(Detection annotation records)
────
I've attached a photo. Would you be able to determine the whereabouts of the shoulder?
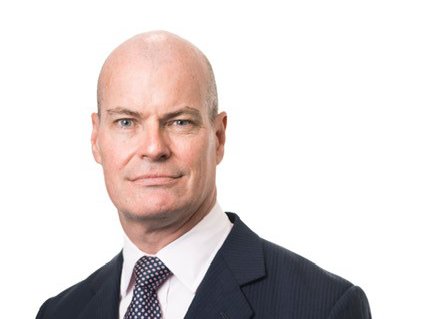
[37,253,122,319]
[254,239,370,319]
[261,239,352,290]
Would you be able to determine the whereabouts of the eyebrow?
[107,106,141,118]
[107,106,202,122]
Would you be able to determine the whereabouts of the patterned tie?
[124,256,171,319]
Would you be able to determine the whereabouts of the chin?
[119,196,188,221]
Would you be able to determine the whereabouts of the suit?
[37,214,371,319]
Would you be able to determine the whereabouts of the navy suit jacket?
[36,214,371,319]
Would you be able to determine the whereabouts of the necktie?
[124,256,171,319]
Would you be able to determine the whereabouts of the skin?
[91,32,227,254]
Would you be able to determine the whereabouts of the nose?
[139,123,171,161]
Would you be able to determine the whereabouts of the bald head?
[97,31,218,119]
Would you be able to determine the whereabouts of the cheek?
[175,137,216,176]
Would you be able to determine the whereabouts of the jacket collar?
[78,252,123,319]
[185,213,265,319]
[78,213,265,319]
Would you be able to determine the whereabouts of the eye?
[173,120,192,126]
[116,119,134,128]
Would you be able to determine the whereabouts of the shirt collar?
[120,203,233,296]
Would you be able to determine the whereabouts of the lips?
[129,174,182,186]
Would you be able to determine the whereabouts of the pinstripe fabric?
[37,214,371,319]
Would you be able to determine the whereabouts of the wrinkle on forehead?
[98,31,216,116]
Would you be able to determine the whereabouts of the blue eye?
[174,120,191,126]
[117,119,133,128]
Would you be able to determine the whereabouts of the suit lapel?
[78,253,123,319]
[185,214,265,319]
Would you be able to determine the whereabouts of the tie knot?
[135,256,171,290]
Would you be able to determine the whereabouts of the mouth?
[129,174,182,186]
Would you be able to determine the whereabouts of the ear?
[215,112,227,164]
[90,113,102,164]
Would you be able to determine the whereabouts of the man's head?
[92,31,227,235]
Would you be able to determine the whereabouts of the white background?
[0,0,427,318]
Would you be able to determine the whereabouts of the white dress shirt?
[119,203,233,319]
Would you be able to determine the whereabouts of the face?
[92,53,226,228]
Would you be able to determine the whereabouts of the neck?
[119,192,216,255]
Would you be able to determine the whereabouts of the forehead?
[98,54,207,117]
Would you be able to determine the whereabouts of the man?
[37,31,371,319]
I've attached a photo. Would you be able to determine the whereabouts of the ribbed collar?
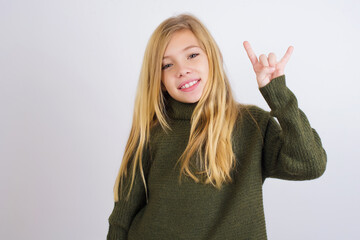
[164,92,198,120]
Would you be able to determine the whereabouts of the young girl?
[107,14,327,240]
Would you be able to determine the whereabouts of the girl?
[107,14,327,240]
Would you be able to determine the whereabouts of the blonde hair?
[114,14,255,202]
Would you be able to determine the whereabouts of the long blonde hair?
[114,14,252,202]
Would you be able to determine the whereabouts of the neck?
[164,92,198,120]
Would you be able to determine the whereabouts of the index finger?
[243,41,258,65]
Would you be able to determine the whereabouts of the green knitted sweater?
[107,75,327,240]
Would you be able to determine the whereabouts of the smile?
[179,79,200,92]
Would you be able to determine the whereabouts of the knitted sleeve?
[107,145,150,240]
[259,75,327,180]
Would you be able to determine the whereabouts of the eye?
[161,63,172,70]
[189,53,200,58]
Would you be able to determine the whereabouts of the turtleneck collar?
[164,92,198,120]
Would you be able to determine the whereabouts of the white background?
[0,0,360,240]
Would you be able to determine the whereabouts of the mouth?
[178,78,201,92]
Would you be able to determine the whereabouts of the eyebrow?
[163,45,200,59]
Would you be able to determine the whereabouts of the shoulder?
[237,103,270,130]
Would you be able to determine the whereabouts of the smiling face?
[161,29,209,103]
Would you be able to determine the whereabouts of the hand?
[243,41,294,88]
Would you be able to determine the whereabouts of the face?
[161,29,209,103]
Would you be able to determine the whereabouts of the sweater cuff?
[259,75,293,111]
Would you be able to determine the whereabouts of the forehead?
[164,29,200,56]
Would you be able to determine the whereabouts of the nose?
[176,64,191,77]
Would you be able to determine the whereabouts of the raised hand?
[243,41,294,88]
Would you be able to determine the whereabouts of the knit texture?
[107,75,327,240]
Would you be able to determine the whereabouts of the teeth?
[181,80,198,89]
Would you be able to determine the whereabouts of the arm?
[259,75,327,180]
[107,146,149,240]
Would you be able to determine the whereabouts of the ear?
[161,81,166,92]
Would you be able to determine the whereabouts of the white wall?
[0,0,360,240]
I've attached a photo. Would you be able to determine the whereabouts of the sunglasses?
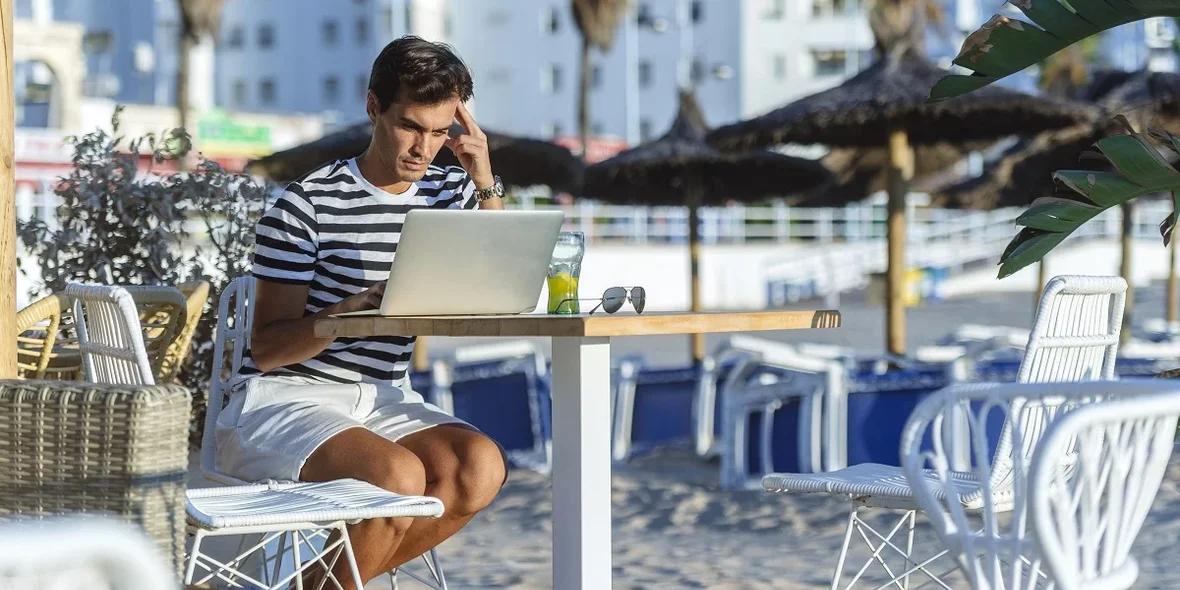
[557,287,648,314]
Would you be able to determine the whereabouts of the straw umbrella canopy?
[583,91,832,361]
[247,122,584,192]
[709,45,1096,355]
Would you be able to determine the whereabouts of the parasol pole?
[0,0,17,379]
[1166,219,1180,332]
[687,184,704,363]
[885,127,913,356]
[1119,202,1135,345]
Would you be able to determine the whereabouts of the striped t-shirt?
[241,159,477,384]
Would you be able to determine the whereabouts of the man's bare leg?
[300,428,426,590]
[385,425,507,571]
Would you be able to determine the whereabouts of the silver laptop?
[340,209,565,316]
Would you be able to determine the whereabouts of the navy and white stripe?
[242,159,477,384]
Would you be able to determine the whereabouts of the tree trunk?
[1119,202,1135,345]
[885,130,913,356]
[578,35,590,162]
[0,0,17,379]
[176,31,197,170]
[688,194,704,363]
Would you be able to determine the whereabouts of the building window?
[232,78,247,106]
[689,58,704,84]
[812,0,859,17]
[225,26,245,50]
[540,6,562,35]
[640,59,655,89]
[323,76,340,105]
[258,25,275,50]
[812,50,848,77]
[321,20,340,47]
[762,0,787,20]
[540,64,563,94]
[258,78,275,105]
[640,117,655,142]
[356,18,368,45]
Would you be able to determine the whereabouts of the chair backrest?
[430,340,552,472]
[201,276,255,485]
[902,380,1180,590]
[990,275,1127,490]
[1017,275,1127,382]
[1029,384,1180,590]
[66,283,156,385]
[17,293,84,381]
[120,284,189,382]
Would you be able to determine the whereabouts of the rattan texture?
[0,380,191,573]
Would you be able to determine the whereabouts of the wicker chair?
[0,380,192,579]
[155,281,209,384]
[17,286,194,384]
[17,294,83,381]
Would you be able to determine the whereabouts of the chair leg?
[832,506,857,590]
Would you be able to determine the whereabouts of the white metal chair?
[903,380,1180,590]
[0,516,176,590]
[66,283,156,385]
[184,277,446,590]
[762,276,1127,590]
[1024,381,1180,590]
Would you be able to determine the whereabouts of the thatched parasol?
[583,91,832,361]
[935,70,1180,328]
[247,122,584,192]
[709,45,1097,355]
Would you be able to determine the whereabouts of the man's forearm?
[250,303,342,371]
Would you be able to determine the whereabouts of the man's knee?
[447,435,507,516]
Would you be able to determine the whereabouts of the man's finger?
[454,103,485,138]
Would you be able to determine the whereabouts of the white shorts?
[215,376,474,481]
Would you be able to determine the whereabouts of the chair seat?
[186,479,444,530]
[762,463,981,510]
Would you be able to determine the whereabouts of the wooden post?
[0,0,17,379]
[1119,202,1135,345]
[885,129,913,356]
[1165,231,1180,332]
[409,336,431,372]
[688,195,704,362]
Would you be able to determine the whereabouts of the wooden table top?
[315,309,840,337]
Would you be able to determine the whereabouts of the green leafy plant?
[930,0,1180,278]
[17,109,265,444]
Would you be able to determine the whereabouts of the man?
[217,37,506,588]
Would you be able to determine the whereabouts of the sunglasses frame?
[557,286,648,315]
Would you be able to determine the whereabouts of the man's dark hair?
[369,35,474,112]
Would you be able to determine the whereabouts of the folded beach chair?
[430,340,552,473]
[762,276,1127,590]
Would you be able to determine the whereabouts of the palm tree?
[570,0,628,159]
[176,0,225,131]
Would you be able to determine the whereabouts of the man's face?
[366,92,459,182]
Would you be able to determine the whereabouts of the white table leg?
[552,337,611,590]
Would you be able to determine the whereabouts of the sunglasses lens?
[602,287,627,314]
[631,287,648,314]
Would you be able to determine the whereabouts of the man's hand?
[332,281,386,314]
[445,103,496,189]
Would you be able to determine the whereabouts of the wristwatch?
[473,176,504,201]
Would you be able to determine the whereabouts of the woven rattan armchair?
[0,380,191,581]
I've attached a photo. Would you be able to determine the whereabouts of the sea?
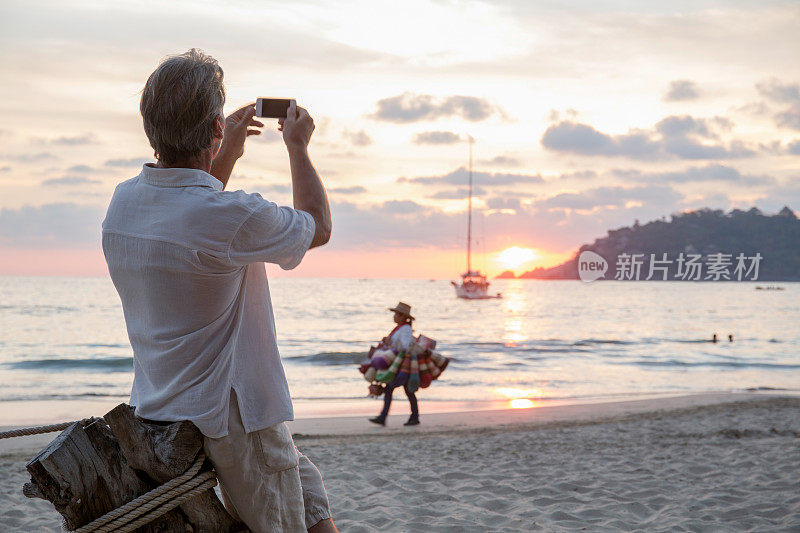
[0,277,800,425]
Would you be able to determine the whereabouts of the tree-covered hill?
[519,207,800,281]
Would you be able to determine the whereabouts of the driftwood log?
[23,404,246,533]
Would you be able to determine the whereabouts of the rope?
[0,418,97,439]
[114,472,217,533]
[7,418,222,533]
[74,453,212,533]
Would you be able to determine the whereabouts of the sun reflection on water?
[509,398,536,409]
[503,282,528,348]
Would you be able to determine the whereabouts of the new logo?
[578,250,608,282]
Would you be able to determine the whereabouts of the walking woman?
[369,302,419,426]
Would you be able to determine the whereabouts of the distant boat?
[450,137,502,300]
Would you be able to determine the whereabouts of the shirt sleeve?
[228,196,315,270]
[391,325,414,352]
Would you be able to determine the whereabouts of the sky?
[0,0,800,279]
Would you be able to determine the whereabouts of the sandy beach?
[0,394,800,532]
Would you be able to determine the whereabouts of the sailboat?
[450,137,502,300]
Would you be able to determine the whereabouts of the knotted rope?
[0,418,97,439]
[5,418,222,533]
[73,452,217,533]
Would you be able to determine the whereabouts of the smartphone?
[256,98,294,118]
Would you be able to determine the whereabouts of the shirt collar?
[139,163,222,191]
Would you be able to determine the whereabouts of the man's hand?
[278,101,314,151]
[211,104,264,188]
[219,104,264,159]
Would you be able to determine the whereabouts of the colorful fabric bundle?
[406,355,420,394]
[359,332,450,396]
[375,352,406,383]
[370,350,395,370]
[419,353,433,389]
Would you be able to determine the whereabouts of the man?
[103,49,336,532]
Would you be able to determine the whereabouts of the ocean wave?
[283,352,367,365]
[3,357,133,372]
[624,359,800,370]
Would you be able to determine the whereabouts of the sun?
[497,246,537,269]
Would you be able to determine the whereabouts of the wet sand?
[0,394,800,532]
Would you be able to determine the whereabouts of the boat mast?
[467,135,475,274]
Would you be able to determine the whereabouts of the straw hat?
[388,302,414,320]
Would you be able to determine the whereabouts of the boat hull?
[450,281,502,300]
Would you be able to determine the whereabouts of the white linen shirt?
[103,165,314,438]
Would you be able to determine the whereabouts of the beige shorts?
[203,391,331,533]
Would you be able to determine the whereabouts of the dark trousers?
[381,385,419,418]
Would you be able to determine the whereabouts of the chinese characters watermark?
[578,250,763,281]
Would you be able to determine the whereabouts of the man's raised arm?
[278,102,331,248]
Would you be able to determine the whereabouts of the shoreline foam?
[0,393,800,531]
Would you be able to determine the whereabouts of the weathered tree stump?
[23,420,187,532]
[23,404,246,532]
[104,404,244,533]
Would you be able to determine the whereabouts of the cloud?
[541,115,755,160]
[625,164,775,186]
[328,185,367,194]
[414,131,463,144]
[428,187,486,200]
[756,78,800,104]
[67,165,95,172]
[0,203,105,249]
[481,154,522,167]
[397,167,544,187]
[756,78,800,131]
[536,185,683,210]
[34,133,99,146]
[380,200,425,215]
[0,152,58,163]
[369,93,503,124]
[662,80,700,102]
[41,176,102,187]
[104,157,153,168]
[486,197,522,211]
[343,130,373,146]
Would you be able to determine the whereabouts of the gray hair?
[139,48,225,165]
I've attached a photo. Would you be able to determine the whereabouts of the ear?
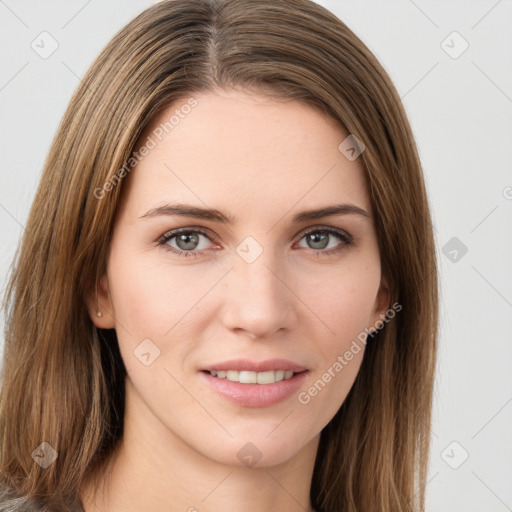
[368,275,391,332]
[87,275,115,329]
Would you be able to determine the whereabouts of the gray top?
────
[Written exercise] Emit an exact copy of the lines from the line bearing "Would you be able to determine the whereabouts of the cloud?" through the last line above, inclusive, and leave the images out.

[Complete output]
Would you be able to determine the whereabouts of the cloud?
[541,115,755,160]
[625,164,775,186]
[328,185,367,194]
[414,131,463,144]
[428,187,486,200]
[756,78,800,104]
[67,165,95,172]
[0,203,105,249]
[481,154,522,167]
[397,167,544,187]
[756,78,800,131]
[536,185,683,210]
[34,133,99,146]
[380,200,425,215]
[0,152,58,163]
[369,93,503,124]
[662,80,700,102]
[41,176,102,187]
[104,157,153,168]
[486,197,522,211]
[343,130,373,146]
Would you be able to determine the whereabouts of the gray hair?
[139,48,225,165]
I've attached a photo. Would you be able to determine the whereabouts of the ear?
[368,275,391,332]
[87,275,115,329]
Would you be able to determine the whereabouts of the gray top?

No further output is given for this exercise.